◆ **EXTRAHIERTE DATENSÄTZE**:
◆ ◆ ◆
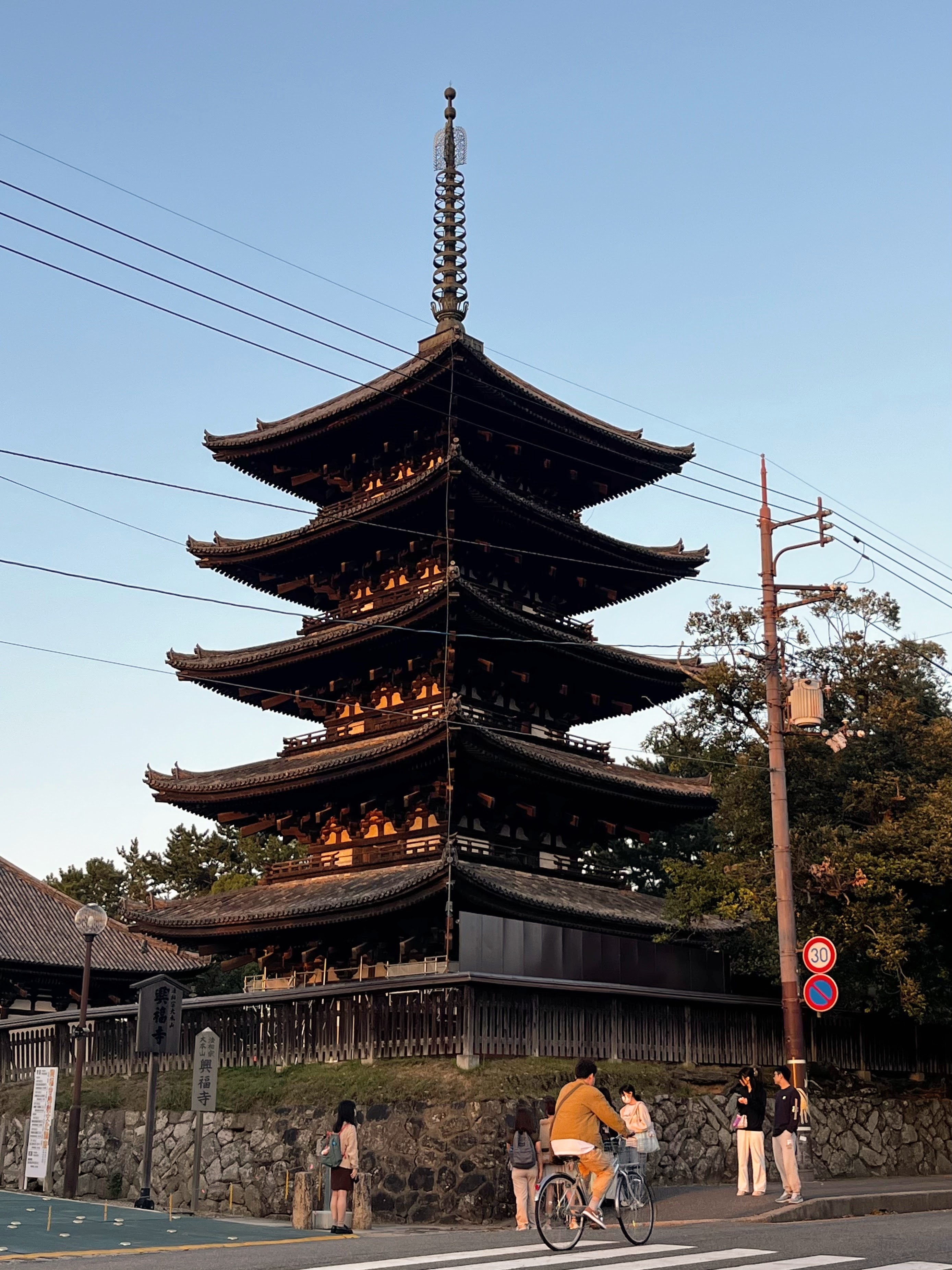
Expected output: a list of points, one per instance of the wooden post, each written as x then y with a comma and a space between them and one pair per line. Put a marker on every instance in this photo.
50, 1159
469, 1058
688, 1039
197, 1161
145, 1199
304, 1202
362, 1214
◆ ◆ ◆
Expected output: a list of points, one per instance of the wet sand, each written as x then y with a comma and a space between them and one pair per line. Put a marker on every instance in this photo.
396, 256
◆ ◆ ◆
◆ **ANGABEN ZUR AUFGABE**: Ermittle im Material oben jede Zeile, in der das Wort „list“ vorkommt, und schreibe diese Zeilen vollständig ab.

◆ **ANTWORT**:
Expected output: a list of points, one per instance of the wooden post, each written as x then y with a comma and a space between them and one pair per line. Put a marker on every instance in this photo.
Expected output: a list of points, one per instance of the wet sand, each written as x then y with a comma and a space between them and one pair per line. Put a marker on every instance in this photo.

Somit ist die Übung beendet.